Task requirements
1: Repeat the forge state notes from "Echo-loop guard: comments" up to and including "from forge state).", switching "resume triggers" to "wake triggers".
2: Answer these questions from the forge state notes.
(a) In the comment-is-done-signal path, what value must comment.user.login equal?
(b) Which three values can status take?
(c) What return type does read_forge_state declare?
START Document segment
Echo-loop guard: comments from members of FORGE_ORG that are not the currently-running slug's agent user are still dispatched as resume triggers, not as done signals. The comment-is-done-signal path checks that comment.user.login == agent_git_user (read from forge state).

Forge state — bot_bottle/contrib/gitea/forge_state.py

~/.bot-bottle/forge/
    <owner>/
        <repo>/
            issue-<n>.json

Schema:

{
  "slug": "implementer-abc12",
  "pr_number": 42,
  "agent_name": "implementer",
  "bottle_names": ["claude"],
  "backend_name": "docker",
  "agent_git_user": "didericis-claude",
  "issue_number": 17,
  "owner": "didericis",
  "repo": "bot-bottle",
  "status": "frozen",
  "last_checkin_at": "2026-06-29T12:04:12-04:00"
}

status: "running" | "frozen" | "destroyed".

Public API:

def write_forge_state(state: ForgeState) -> None: ...
def read_forge_state(owner: str, repo: str, issue_number: int) -> ForgeState | None: ...
END Document segment
START Study material
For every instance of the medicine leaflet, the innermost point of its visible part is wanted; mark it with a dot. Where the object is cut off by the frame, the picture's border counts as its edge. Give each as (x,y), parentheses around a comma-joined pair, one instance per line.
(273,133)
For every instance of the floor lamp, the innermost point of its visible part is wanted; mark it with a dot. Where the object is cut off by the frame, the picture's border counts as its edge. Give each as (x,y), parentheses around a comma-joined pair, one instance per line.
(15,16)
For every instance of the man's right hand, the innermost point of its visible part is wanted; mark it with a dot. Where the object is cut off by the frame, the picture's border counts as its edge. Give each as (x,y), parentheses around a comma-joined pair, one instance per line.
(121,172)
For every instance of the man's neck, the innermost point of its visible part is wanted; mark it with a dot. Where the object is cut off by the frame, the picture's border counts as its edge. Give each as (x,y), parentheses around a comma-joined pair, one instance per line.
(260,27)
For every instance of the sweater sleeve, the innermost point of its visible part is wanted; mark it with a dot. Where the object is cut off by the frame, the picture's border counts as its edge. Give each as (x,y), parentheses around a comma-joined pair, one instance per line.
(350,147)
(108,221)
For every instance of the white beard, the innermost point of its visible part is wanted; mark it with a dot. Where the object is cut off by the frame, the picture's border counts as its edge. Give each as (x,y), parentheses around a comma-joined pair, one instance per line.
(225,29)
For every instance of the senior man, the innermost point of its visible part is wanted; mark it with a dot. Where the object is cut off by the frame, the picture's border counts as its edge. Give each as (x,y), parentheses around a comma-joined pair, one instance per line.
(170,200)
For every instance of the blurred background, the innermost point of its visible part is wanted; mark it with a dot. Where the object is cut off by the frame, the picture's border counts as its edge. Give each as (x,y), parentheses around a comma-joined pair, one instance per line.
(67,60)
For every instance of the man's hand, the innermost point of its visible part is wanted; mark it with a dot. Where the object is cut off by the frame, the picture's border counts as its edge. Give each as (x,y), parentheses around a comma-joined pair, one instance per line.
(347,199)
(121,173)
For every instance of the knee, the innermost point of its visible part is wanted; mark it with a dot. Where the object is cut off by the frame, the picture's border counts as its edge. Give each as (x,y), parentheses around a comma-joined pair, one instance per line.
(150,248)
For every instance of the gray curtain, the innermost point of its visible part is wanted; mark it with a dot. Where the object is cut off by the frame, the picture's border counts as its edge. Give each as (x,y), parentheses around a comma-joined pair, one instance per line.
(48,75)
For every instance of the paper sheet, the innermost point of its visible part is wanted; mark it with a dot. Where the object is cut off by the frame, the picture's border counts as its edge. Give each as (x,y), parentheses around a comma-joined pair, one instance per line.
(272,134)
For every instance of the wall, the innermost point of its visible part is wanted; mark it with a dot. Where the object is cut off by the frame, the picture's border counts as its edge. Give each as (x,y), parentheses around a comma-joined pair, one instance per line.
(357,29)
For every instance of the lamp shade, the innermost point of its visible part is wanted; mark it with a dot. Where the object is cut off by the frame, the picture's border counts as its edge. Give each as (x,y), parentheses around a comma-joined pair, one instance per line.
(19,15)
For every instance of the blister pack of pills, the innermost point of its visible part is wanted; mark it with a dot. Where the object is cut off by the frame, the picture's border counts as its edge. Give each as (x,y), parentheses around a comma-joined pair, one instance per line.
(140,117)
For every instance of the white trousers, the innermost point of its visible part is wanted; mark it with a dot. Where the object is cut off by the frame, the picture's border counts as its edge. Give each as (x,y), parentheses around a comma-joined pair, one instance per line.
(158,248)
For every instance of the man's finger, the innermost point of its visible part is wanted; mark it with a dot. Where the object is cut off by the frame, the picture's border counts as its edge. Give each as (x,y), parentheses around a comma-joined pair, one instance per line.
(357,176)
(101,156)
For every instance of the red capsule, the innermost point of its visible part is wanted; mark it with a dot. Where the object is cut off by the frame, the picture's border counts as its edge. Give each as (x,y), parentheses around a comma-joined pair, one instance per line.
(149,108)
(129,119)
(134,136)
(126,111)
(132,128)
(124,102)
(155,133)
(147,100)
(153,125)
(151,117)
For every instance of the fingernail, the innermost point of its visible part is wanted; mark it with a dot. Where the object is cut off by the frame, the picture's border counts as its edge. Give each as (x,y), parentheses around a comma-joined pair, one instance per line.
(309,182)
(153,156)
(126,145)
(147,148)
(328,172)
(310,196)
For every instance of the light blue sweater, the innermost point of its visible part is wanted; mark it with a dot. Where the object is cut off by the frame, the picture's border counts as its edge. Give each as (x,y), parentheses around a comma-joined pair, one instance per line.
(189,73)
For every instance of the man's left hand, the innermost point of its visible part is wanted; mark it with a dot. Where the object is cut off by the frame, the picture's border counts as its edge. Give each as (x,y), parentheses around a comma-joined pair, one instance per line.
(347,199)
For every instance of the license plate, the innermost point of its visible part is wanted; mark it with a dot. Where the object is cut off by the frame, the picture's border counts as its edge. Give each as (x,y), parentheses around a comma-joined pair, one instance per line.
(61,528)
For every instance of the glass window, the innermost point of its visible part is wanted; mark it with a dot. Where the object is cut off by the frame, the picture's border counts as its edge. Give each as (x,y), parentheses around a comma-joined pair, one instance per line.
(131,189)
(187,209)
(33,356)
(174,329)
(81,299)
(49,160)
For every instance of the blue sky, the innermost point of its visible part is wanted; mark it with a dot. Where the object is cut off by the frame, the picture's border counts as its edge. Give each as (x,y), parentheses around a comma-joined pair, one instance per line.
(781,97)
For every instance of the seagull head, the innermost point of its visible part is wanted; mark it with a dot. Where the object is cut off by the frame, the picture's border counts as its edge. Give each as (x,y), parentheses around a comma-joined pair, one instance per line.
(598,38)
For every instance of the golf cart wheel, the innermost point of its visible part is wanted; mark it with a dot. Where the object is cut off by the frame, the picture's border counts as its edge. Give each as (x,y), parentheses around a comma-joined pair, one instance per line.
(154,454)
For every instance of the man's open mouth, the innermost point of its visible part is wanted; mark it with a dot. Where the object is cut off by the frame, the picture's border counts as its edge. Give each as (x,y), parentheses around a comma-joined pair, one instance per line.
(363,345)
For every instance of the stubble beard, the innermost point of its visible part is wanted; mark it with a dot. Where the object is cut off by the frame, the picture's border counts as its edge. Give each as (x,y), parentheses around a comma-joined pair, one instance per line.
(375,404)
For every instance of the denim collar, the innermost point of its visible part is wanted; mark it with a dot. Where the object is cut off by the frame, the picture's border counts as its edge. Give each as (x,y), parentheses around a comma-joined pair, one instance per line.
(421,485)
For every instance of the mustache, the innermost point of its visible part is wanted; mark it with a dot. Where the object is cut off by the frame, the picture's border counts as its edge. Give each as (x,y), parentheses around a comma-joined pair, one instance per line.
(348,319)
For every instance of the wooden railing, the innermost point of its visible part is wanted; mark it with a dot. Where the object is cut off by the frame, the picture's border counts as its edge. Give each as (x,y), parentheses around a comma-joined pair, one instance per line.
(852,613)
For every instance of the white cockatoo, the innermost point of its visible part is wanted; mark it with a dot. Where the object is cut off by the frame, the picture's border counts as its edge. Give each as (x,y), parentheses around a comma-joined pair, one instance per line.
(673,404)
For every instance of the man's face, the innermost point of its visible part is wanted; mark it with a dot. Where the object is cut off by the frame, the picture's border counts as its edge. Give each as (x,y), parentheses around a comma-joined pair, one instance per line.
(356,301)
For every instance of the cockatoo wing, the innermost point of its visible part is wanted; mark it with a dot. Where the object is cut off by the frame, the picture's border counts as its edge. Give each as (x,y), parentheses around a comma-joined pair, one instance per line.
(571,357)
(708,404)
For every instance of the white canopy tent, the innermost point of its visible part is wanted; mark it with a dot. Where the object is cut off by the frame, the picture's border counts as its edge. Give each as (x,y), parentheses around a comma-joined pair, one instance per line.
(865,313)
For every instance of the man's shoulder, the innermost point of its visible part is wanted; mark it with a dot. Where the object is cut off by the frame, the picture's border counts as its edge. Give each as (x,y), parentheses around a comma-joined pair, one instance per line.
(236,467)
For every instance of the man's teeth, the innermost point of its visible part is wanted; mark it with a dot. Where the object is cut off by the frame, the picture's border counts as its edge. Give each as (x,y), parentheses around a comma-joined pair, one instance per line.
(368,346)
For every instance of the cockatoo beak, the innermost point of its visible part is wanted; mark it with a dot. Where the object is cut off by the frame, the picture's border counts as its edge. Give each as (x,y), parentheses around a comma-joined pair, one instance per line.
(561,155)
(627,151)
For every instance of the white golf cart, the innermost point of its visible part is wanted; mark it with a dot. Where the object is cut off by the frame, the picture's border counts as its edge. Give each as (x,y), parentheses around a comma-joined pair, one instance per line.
END Study material
Answers to the exercise
1:
Echo-loop guard: comments from members of FORGE_ORG that are not the currently-running slug's agent user are still dispatched as wake triggers, not as done signals. The comment-is-done-signal path checks that comment.user.login == agent_git_user (read from forge state).

2:
(a) agent_git_user, read from forge state.
(b) "running", "frozen" and "destroyed".
(c) ForgeState | None.